[Data for processing]

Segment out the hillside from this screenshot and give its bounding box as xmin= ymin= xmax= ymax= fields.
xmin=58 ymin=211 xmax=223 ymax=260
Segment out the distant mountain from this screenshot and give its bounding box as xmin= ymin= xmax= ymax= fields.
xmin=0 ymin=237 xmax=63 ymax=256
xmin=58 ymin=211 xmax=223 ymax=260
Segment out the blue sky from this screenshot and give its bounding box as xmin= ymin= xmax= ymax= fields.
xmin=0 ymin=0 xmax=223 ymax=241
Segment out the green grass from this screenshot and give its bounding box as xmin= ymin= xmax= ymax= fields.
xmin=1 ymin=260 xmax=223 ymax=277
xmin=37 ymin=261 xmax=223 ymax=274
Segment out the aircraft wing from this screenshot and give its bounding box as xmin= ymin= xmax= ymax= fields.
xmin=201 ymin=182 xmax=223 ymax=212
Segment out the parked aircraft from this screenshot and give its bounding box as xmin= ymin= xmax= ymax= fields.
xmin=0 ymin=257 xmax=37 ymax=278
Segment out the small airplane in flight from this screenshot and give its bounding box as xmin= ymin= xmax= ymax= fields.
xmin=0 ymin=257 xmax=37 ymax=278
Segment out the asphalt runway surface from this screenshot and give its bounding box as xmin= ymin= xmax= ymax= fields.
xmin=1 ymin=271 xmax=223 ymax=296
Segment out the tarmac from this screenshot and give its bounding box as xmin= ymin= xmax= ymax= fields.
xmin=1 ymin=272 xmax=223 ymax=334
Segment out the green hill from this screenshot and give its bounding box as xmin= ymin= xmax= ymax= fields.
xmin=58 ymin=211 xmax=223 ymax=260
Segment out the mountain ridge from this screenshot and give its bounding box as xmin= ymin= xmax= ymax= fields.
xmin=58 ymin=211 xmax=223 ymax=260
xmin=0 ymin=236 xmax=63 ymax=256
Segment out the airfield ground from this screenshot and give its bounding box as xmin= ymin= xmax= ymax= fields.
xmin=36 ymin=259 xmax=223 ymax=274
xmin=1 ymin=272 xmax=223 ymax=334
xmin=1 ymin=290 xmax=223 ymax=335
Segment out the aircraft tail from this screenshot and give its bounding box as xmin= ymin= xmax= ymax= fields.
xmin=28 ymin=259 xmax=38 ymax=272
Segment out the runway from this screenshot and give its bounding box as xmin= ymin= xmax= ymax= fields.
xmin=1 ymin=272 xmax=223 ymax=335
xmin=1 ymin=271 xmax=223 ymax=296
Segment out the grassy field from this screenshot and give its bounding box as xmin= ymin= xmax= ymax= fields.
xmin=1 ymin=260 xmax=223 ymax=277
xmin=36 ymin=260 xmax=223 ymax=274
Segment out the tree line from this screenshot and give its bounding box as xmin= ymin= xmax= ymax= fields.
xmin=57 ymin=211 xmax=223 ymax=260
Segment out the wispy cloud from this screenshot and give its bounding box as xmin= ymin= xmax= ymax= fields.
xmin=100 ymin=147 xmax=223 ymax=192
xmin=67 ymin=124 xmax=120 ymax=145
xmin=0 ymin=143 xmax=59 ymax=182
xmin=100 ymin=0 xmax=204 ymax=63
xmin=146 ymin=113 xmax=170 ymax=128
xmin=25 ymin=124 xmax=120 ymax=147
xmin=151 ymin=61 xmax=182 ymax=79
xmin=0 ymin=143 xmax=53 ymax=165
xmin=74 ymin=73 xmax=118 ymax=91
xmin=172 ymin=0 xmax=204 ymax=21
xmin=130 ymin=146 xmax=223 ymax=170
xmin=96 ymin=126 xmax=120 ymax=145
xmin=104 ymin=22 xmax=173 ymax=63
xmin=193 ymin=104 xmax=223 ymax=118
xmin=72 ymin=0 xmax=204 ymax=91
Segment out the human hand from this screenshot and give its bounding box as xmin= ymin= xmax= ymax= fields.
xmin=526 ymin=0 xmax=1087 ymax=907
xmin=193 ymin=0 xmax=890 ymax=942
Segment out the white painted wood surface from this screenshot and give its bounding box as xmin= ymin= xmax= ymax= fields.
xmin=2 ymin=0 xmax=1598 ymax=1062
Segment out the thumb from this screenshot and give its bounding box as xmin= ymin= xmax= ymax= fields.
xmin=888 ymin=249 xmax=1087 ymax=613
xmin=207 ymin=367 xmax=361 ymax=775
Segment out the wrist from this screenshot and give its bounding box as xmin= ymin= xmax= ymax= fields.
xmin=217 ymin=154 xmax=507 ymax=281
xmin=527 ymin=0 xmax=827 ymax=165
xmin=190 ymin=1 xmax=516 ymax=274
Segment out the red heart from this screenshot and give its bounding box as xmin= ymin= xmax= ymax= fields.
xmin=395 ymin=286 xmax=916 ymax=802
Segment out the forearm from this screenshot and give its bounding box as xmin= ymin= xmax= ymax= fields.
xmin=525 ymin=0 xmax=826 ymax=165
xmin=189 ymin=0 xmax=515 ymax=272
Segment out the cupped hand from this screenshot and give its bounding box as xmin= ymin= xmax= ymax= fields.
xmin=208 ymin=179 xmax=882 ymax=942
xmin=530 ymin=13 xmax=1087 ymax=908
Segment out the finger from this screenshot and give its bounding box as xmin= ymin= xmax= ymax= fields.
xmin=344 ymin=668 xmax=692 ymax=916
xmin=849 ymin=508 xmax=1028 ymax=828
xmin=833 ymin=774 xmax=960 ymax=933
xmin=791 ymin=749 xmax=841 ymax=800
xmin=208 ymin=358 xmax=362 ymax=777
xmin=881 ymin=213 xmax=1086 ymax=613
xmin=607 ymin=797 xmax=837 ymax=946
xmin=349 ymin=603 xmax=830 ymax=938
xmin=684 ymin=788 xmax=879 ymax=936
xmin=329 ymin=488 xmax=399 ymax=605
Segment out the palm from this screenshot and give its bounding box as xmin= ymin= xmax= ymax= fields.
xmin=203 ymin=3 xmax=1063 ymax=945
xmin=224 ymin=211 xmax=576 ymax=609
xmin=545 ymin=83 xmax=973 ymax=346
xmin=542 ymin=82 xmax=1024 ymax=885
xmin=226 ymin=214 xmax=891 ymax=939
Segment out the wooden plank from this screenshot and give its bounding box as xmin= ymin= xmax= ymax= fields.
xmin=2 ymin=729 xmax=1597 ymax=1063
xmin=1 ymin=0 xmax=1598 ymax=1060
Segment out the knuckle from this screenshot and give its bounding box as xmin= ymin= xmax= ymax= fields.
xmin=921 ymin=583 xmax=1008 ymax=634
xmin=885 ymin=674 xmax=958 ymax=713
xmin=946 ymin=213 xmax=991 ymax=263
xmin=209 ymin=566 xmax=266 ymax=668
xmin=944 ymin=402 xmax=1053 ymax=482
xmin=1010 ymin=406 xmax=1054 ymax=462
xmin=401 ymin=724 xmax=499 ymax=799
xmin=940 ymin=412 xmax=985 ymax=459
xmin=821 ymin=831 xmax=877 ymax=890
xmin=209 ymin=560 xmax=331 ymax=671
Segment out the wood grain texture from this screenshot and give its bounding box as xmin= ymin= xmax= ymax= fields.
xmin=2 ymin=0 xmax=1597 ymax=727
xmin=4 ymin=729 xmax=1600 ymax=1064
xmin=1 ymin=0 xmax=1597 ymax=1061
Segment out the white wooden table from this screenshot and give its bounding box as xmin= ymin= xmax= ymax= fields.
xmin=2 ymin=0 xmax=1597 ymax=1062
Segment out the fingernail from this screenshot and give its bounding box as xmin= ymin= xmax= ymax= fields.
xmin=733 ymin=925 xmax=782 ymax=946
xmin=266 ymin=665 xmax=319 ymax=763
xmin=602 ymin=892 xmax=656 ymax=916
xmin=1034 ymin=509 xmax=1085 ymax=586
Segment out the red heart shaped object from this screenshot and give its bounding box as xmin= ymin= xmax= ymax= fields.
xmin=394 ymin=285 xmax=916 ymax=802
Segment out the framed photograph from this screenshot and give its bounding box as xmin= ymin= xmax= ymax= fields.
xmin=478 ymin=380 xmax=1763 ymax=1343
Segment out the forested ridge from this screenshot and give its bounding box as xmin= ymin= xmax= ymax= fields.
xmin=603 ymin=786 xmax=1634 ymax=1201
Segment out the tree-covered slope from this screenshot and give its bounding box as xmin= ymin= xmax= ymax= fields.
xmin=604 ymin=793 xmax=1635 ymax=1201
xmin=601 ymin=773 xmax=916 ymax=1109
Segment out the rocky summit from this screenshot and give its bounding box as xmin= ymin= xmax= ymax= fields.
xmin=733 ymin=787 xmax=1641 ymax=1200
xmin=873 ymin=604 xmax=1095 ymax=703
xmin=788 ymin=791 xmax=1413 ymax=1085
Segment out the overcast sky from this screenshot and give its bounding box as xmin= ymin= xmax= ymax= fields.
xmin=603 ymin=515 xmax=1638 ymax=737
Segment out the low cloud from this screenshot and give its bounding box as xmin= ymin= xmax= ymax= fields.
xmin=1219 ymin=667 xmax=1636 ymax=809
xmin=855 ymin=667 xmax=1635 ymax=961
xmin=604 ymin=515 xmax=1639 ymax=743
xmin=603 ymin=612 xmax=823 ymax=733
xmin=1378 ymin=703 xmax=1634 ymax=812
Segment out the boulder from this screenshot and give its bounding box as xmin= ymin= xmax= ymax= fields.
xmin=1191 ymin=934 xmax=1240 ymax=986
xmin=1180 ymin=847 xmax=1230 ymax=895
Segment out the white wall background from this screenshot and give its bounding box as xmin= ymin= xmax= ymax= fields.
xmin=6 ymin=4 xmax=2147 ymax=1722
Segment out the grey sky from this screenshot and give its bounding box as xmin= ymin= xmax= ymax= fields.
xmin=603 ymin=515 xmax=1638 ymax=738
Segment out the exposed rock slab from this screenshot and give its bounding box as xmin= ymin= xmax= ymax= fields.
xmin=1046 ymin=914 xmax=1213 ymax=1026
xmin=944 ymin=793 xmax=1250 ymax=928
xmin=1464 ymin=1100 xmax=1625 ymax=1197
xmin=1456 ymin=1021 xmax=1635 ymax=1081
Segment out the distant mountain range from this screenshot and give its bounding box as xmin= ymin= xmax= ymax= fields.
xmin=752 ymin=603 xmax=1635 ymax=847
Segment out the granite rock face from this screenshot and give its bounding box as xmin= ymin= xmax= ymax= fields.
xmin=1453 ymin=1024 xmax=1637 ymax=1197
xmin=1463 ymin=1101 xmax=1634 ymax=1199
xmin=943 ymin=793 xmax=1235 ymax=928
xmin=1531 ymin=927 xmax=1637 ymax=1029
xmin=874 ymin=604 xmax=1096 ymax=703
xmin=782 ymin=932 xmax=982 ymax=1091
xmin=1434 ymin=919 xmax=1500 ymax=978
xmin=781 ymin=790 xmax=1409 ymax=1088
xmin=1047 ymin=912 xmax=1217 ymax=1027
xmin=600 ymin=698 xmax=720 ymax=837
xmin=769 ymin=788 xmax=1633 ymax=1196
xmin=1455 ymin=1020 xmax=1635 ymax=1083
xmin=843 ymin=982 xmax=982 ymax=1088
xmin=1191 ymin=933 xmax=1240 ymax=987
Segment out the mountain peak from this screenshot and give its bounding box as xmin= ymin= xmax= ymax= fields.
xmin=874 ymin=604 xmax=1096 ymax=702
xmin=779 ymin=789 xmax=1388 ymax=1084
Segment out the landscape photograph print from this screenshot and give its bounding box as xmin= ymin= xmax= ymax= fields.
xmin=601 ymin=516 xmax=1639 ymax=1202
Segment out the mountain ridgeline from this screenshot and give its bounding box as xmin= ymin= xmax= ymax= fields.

[/Data for processing]

* **What you need to do**: Retype exactly. Start at the line with "Segment out the mountain peak" and stop at the last line of the data.

* **Final answer**:
Segment out the mountain peak from this screenshot and give its bounding box as xmin= ymin= xmax= ymax= fields.
xmin=874 ymin=604 xmax=1096 ymax=702
xmin=779 ymin=789 xmax=1388 ymax=1084
Segment out the landscape photograph print from this screenshot and give its bounding box as xmin= ymin= xmax= ymax= fields.
xmin=601 ymin=516 xmax=1639 ymax=1202
Segment out the mountain ridgeline from this screenshot and give its bounding box as xmin= ymin= xmax= ymax= fields.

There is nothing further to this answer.